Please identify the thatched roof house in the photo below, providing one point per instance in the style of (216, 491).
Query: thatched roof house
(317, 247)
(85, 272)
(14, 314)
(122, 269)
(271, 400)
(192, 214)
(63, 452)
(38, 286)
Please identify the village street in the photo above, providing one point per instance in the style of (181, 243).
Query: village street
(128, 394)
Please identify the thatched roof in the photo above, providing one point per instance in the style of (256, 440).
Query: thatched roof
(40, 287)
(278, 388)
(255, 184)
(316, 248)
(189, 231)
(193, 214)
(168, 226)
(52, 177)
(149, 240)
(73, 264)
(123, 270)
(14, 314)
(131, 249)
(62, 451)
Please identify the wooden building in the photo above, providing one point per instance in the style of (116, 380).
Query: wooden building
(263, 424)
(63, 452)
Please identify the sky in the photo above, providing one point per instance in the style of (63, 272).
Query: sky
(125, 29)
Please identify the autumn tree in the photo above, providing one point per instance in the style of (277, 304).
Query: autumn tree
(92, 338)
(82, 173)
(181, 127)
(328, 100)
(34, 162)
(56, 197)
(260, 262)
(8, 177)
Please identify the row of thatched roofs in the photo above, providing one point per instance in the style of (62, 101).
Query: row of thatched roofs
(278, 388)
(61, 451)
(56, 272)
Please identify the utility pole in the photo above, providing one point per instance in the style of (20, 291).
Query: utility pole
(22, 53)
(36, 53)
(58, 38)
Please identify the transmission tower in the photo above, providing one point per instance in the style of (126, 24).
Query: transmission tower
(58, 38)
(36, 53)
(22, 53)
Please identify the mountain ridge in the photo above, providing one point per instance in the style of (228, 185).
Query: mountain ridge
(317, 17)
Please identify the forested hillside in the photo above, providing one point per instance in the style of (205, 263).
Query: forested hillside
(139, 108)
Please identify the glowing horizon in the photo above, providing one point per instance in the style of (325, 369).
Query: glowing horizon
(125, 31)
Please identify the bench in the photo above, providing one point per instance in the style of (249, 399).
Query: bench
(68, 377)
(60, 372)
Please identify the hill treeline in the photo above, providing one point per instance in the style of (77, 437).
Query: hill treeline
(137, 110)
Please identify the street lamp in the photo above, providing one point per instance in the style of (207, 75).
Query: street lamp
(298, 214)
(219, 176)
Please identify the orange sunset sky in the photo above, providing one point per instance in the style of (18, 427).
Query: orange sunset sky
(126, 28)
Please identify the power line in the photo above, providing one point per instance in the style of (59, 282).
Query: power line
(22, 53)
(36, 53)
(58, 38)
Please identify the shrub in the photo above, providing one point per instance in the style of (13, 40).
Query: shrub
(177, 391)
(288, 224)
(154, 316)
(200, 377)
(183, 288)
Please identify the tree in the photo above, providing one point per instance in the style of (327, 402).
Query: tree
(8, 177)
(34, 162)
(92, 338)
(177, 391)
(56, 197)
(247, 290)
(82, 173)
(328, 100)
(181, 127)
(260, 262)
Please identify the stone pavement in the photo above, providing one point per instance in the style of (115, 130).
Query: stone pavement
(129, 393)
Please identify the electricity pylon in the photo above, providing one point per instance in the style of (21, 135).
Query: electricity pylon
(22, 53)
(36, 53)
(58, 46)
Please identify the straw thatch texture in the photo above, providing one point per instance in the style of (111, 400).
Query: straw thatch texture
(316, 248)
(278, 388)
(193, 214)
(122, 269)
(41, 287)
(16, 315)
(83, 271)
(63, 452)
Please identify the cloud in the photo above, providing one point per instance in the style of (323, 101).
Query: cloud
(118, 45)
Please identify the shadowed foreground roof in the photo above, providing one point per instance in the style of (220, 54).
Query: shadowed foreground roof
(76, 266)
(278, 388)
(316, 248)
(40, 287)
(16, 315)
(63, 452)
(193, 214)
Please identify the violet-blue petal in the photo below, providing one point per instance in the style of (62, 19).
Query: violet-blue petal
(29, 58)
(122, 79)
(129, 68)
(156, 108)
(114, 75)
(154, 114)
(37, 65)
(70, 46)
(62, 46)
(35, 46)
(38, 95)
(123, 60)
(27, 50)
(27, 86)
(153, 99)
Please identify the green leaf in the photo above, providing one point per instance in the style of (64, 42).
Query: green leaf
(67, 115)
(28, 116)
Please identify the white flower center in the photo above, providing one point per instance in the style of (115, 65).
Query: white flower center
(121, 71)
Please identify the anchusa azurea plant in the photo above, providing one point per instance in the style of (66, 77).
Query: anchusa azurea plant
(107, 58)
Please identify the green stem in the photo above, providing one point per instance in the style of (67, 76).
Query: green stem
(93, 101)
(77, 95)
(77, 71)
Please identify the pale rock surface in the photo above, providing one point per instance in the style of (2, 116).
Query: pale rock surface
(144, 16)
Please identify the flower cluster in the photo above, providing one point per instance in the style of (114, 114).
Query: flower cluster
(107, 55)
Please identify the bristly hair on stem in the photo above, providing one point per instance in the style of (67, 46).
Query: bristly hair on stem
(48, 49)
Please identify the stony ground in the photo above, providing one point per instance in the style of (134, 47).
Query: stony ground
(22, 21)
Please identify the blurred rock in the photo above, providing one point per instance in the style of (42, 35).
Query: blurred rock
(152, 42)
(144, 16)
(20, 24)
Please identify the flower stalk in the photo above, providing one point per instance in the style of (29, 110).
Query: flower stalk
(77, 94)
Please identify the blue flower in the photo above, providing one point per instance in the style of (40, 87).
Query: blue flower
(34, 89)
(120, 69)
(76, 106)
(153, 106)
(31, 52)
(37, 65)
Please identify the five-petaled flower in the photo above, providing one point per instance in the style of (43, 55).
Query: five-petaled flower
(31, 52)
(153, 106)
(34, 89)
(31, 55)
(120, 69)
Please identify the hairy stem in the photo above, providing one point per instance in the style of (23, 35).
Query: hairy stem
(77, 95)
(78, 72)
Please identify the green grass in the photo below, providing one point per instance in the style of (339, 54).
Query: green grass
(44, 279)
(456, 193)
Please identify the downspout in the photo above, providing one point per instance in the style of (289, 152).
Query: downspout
========================================
:: Problem statement ::
Look through the material and report how many of its lines hold the string "below", giving the number only.

:: Answer to this exercise ::
3